* _Extrait à lire_
■ ■ ■

Bah alors, un petit coup de fatigue les canadiens? Après vérification, Tim Roth ayant perdu deux amis et son père dans les pinces fatales du crabe, il semblerait qu'il ait beaucoup mis de ces mésaventures funestes au sein de son album – pas seulement une thématique, mais une coloration … sombre, forcément. Ca laisse des traces tout ça, et ça explique en grande partie l'orientation nouvelle adoptée sur cette 5e galette. Côté line-up, on constate également un peu de changement, Steve Bolognese (
une bonne pâte) succédant à Jim Austin derrière les fûts, et Justin Bender venant épauler Tim à la guitare. Tout cela aurait-il un petit peu ébréché le tranchant du groupe ?
Mon oeil ouais! « The Incurable Tragedy » est certes devenu moins « Yeah yeah baby, envoie la sauce metal et balance les gros happy chorus pour festivaliers chargés à la 8.6 » dans son attitude, mais la teneur émotionnelle de la musique se retrouve cette fois décuplée. Les mélodies, les leads, les intros au piano, les tricotages de grattes acoustiques, les lignes de chant en solo ou à plusieurs: chacune des interventions émaillant les 38 divines minutes de cet album sont porteuses de sentiments forts, de désespoir, de regret, de plénitude, de renoncement, de rage, de fureur, d'espoir retrouvé et d'abandon. Dès « Prelude to Woe », sur les battements de cœur du malade, une doublette de guitares acoustiques se la joue à la fois déterminée et emprunte de tristesse, mettant finement en abyme la tragédie à venir. « Symptoms », instrumental virtuose aussi mélodique que burné, prend conscience avec vigueur et un insolent courage de l'inéluctabilité de la maladie. Le début de « Diagnosis Terminal » décrit avec fureur la prise de conscience d'une fin bien trop proche. Les deux « The Incurable Tragedy I & II » sont de poignants et magnifiques épisodes où le malade à les yeux tour à tour tournés vers le ciel et remplis de larmes de résignation, le piano et les guitares transcendant ces tourments de manière grandiose. Et ainsi de suite, l'album alterne refrains et lignes de guitares lead magnifiques, porteuses d'une profonde tristesse devenue belle par la magie de la musique, et moments de rébellion, de refus, de rage portés par une rythmique tranchante et martelante où se déchaînent hurlements black et vociférations death. Le tout se conclut évidemment sur l'inévitable décès du malade, le morceau « The Incurable Tragedy III » faisant précéder ses derniers battements de cœur par un bonheur de piano et de guitares lead qui, après avoir donné dans la grâce pure à partir de 0:41, se mettent littéralement à pleurer à partir de 1:15.

■ ■ ■

* _Données fournies_

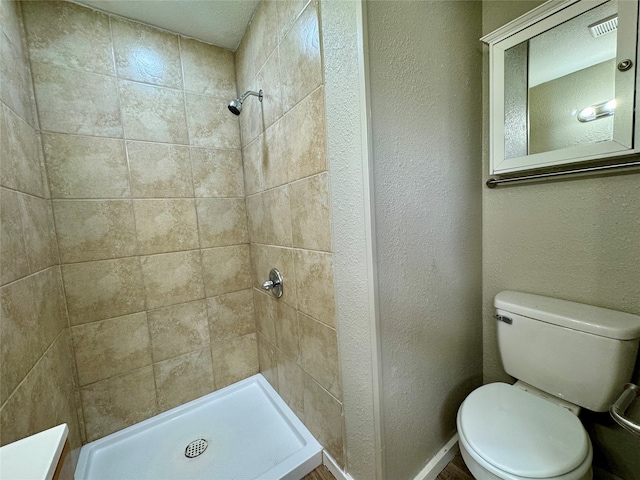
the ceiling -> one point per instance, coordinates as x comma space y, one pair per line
218, 22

■ ■ ■

* _Consigne_
Recopiez l'extrait, s'il vous plaît, depuis « Bah alors, un » jusqu'à « du groupe ? » inclus, en substituant « album » à « galette ».

* _Réponse rédigée_
Bah alors, un petit coup de fatigue les canadiens? Après vérification, Tim Roth ayant perdu deux amis et son père dans les pinces fatales du crabe, il semblerait qu'il ait beaucoup mis de ces mésaventures funestes au sein de son album – pas seulement une thématique, mais une coloration … sombre, forcément. Ca laisse des traces tout ça, et ça explique en grande partie l'orientation nouvelle adoptée sur cette 5e album. Côté line-up, on constate également un peu de changement, Steve Bolognese (
une bonne pâte) succédant à Jim Austin derrière les fûts, et Justin Bender venant épauler Tim à la guitare. Tout cela aurait-il un petit peu ébréché le tranchant du groupe ?